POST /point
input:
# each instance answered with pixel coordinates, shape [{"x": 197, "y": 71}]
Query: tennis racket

--

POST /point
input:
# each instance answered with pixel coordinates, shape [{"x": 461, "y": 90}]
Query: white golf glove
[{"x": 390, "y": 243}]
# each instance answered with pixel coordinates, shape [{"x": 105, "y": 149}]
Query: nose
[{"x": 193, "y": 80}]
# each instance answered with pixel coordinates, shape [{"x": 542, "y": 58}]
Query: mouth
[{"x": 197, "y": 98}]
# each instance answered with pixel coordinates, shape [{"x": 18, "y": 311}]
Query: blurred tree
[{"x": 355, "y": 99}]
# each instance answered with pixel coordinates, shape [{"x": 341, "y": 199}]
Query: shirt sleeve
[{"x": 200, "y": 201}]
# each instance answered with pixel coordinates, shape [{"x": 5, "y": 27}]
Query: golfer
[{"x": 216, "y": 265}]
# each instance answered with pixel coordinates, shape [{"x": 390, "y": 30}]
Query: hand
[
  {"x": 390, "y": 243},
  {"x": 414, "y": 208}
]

■ **YOUR GOAL**
Copy each line of the records that contains the string "answered". Case counts.

■ **CORRECT RESPONSE**
# each instance answered with pixel coordinates, shape [{"x": 197, "y": 71}]
# each instance answered with pixel coordinates, shape [{"x": 461, "y": 90}]
# each instance answered with pixel coordinates, shape [{"x": 105, "y": 149}]
# each instance answered with pixel coordinates, shape [{"x": 542, "y": 58}]
# each instance answered with pixel coordinates, shape [{"x": 18, "y": 311}]
# each instance answered with pixel coordinates, shape [{"x": 341, "y": 199}]
# each instance answered with pixel coordinates, shape [{"x": 5, "y": 27}]
# each instance answered with pixel coordinates, shape [{"x": 390, "y": 30}]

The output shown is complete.